### [Written exercise]
Please pull out the lines below, starting at the one that contains "Could you please put a dot on the green" and ending at the last line of the items, and repeat them word for word.

━━ Listed entries ━━

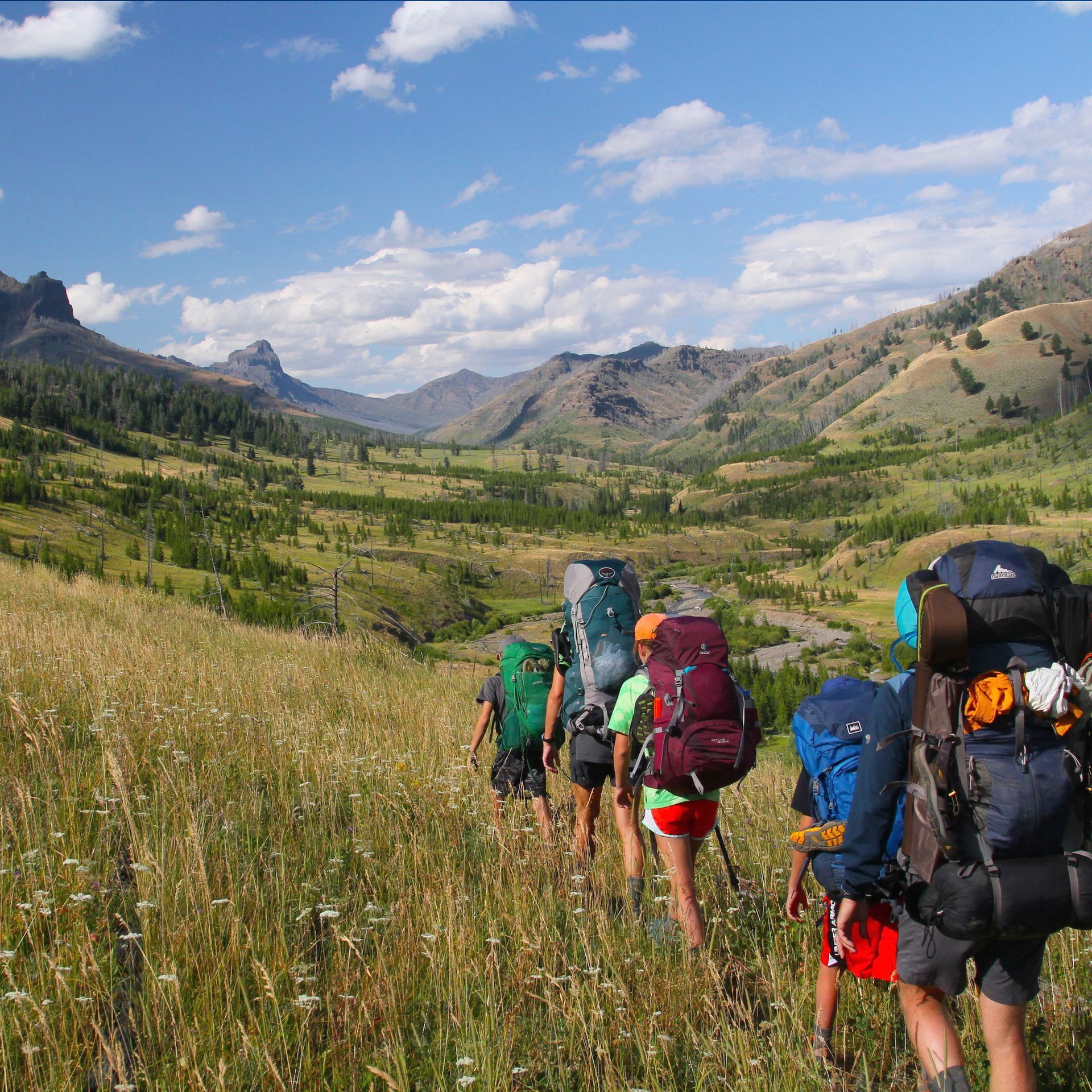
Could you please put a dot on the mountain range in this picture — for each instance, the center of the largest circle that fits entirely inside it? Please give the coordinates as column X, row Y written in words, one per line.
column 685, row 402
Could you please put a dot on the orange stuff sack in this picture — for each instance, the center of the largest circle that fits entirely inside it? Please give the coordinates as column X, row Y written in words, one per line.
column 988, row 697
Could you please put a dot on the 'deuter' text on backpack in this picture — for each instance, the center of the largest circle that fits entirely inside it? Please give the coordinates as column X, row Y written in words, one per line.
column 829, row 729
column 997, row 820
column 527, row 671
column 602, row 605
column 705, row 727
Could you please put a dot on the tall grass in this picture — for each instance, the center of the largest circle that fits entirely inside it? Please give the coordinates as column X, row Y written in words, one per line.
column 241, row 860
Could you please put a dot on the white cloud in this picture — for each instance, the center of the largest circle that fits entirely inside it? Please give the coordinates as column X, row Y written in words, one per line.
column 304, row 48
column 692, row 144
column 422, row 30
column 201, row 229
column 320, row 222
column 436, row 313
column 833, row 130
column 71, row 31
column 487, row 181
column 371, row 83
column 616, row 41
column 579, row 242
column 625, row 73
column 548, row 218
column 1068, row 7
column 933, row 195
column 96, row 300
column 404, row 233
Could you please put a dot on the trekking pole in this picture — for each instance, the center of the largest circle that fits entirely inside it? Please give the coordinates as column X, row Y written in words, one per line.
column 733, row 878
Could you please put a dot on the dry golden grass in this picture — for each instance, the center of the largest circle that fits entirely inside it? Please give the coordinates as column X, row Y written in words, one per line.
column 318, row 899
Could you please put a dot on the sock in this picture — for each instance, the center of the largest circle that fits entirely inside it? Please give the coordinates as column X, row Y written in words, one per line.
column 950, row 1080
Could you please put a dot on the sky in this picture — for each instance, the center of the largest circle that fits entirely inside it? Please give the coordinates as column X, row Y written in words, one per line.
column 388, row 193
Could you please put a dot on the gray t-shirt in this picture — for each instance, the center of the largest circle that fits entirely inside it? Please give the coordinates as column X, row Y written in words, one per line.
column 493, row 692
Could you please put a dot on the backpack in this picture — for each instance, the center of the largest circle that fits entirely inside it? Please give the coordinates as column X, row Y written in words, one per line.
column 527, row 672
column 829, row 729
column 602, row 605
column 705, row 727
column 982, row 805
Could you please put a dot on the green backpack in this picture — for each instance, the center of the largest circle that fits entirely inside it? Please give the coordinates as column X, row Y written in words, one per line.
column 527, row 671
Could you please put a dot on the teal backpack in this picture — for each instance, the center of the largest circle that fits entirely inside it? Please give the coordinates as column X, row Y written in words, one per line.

━━━

### [Final answer]
Could you please put a dot on the green backpack in this picture — for each instance, the center of the largest circle that fits entirely inside it? Please give the coordinates as column X, row Y written in words, one per line.
column 527, row 671
Could you please put a dot on the teal backpack in this picture — for each instance, the center of the largest circle that fits entirely inside it? Please give the coordinates as column X, row Y written in words, one per line.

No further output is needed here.